- **作業課題**
下に示すAAV搭載ナノマシンの記事のうち、「今回、研究チームは、ワインや」で始まり「制することに成功しています。」で終わる部分を、その語句も含めて一字も変えずに再掲しなさい。

アデノ随伴ウイルスベクターを搭載した新規ナノマシンで遺伝子治療の大きな課題を世界で初めて克服
川崎市産業振興財団ナノ医療イノベーションセンター(iCONM)と東京科学大学は2月26日、アデノ随伴ウイルスベクター(AAV)を搭載した新規スマートナノマシンを用いることで、AAVベクターを用いた遺伝子治療の大きな課題である「中和抗体の産生」および「肝毒性」を世界で初めて克服できたことをマウスで実証したと発表しました。
アデノ随伴ウイルスベクター(AAV)は、様々な細胞種に遺伝子導入が可能であり、長期的に遺伝子発現が継続することから、脊髄性筋萎縮症、デュシェンヌ型筋ジストロフィー、血友病などの難治性疾患に対して臨床応用されています。しかし、AAVに対する中和抗体を有する患者さんでは、十分な遺伝子導入効率が得られないことが知られていて、投与可能な患者さんおよび投与回数が制限されています。
今回、研究チームは、ワインやお茶の成分であるタンニン酸にフェニルボロン酸からなる精密合成高分子を組み合わせ、アデノ随伴ウイルスベクター(AAV)を搭載したナノマシンを開発。これを用いることで、全身投与したAAVセロタイプ9型(AAV9)はAAV中和抗体存在下のマウスにおいて、脳および肝臓での遺伝子導入効率を約50-60%と、AAV9単独投与(5-15%)よりも活性低下を顕著に抑えることに成功しました。さらに、このナノマシンは、肝臓への影響を10%以下に抑えることにも成功しており、高用量投与したAAV9の肝毒性も抑制することに成功しています。
以上の研究成果より、AAV搭載ナノマシンを用いることにより、中枢神経系への遺伝子導入に関してAAV単体と同等の効率を示しており、十分な遺伝子治療効果が得られることが期待されるといいます。また、AAVに対する中和抗体を有する患者さんでは投与回数が制限されていましたが、このナノマシンを用いることで、脳への遺伝子導入を維持しつつ、AAVの高用量投与による肝毒性を抑制できることから、投与量もさらに増やすことができるようになり、治療効果向上が期待されます。
なお、同研究の成果は、「ACS Nano」オンライン版に2月4日付で掲載されました。

- **データ一覧**
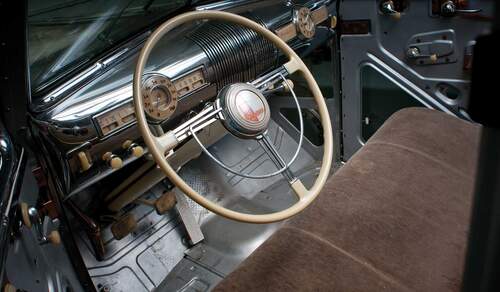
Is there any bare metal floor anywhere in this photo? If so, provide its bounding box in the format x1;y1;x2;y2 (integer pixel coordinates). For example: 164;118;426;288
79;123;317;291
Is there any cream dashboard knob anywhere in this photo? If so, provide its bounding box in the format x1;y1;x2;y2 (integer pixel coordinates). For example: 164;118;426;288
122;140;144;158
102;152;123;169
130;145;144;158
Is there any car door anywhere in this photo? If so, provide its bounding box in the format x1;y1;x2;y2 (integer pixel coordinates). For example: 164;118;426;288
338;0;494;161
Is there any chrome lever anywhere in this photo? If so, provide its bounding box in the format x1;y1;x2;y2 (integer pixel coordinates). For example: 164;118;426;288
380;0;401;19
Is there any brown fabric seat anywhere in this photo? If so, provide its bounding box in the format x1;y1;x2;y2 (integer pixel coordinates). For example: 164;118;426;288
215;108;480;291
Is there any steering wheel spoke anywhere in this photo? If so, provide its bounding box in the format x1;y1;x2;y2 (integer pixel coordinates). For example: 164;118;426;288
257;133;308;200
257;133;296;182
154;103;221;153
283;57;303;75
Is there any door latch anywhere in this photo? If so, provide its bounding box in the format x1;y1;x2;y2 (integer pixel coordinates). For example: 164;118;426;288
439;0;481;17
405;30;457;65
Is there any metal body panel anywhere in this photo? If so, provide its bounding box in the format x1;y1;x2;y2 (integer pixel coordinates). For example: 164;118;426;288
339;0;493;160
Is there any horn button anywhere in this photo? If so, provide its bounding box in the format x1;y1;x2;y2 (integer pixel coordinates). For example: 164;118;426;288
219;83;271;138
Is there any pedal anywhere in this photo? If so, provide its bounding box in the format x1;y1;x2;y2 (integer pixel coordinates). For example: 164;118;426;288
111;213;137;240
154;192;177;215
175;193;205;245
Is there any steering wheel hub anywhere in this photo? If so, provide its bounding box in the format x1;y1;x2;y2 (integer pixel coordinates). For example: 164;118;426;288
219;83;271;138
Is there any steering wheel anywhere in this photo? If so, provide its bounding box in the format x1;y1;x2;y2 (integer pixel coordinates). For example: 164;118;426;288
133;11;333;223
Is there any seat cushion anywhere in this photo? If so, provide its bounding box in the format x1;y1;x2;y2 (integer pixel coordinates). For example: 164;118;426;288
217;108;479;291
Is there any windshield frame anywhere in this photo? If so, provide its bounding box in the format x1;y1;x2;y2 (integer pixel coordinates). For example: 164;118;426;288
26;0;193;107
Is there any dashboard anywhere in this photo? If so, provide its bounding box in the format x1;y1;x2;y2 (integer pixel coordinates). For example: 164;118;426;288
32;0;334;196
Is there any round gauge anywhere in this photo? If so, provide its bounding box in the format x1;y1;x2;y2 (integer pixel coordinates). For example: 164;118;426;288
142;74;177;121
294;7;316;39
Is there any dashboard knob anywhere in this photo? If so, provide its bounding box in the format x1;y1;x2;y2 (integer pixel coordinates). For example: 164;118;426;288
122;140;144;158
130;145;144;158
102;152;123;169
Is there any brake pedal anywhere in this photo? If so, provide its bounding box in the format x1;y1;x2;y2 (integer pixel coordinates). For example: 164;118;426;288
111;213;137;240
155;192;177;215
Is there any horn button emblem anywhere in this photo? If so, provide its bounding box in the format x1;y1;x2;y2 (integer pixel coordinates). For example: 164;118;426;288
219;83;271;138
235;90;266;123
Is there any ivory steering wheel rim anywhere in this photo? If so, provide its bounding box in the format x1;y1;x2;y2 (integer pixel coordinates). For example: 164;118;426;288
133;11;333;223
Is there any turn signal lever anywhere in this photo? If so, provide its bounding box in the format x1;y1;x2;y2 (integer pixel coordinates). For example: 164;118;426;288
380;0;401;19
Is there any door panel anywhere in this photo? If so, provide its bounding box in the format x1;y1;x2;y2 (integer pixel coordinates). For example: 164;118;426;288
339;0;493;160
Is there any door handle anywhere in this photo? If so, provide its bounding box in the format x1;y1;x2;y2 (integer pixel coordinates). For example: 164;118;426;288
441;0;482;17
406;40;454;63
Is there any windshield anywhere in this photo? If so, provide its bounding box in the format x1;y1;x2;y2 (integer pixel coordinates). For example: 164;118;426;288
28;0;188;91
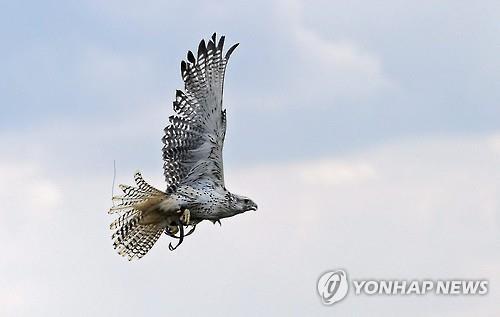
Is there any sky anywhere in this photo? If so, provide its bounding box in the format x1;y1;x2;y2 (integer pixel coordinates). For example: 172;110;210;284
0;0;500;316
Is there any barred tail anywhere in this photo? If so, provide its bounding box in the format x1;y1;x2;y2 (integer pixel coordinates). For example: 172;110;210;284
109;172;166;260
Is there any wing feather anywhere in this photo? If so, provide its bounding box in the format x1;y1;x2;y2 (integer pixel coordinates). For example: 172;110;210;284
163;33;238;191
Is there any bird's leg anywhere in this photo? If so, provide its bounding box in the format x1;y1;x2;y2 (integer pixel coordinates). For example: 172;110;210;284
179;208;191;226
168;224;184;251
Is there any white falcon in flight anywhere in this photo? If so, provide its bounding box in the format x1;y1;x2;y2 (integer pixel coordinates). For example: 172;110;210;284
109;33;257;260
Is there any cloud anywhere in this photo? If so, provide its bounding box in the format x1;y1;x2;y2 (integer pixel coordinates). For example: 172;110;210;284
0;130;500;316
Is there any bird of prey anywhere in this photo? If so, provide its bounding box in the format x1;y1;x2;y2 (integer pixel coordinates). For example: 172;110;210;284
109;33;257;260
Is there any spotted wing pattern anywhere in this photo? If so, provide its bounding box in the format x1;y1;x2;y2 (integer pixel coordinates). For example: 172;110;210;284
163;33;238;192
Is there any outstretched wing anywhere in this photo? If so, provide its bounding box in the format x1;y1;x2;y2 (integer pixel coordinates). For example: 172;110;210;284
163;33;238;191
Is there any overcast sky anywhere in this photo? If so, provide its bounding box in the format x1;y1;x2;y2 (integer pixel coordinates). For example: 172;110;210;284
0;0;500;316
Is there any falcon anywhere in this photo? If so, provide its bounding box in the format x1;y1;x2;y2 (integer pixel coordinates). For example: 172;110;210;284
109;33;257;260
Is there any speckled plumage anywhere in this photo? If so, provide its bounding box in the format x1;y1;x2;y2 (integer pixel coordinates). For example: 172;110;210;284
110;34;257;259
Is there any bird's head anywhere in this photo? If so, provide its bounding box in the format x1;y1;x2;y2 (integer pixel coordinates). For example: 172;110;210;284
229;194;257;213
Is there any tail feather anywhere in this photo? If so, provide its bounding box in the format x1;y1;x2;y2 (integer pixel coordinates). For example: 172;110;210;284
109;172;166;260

- **課題の解答**
今回、研究チームは、ワインやお茶の成分であるタンニン酸にフェニルボロン酸からなる精密合成高分子を組み合わせ、アデノ随伴ウイルスベクター(AAV)を搭載したナノマシンを開発。これを用いることで、全身投与したAAVセロタイプ9型(AAV9)はAAV中和抗体存在下のマウスにおいて、脳および肝臓での遺伝子導入効率を約50-60%と、AAV9単独投与(5-15%)よりも活性低下を顕著に抑えることに成功しました。さらに、このナノマシンは、肝臓への影響を10%以下に抑えることにも成功しており、高用量投与したAAV9の肝毒性も抑制することに成功しています。